### [CHALLENGE]
Begin with the line that contains "the girl's ear." and transcribe each line after it, up to and including the last line of the listing below.
──────── MATERIAL TO PROCESS ────────
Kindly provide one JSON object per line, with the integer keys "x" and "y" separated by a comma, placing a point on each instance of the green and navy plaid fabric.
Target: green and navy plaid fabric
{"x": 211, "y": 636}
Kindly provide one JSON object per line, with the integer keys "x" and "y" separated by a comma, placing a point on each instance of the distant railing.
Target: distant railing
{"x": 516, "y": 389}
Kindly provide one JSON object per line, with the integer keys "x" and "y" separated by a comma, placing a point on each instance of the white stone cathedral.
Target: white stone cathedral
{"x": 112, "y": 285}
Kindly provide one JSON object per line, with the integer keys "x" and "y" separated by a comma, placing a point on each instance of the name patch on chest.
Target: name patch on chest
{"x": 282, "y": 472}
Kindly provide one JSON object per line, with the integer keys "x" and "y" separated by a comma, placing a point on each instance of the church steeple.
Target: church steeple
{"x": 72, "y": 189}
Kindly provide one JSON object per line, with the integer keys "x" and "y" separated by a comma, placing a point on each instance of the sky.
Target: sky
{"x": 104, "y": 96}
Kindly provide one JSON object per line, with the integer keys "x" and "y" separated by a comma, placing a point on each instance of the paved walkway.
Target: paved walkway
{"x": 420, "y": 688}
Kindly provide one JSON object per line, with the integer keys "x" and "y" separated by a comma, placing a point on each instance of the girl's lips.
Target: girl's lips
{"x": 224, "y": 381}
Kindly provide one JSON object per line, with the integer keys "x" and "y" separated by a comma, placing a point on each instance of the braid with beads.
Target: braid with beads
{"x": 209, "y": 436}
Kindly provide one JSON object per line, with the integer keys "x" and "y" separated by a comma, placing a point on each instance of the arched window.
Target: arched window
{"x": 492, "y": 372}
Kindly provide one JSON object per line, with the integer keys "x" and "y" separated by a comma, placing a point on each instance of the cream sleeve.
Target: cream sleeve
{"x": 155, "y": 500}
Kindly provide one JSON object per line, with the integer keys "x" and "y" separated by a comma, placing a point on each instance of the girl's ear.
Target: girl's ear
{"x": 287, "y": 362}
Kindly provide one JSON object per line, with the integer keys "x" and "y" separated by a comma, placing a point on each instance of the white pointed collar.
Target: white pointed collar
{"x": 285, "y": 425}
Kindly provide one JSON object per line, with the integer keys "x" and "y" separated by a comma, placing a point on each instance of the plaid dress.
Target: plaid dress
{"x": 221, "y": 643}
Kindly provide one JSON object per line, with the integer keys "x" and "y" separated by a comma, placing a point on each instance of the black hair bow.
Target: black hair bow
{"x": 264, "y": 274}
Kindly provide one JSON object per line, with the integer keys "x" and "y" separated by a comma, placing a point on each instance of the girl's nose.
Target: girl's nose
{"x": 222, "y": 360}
────────
### [FULL SOLUTION]
Kindly provide one JSON object per line, with the integer keys "x" and "y" separated by a comma, placing a point on each instance of the girl's ear.
Target: girl's ear
{"x": 287, "y": 362}
Kindly provide one JSON object per line, with the integer keys "x" and "y" separated by a comma, placing a point on each instance of the white pointed collar.
Target: white pointed collar
{"x": 285, "y": 425}
Kindly provide one JSON object per line, with the integer keys "x" and "y" separated by a comma, placing a point on each instance of the plaid dress.
Target: plaid dress
{"x": 221, "y": 643}
Kindly provide one JSON object per line, with the integer keys "x" and "y" separated by a comma, placing a point on each instance of the black hair bow.
Target: black hair bow
{"x": 264, "y": 274}
Kindly provide one JSON object per line, with the integer keys "x" and "y" separated by a comma, placing a point on each instance of the girl's nose.
Target: girl's nose
{"x": 222, "y": 360}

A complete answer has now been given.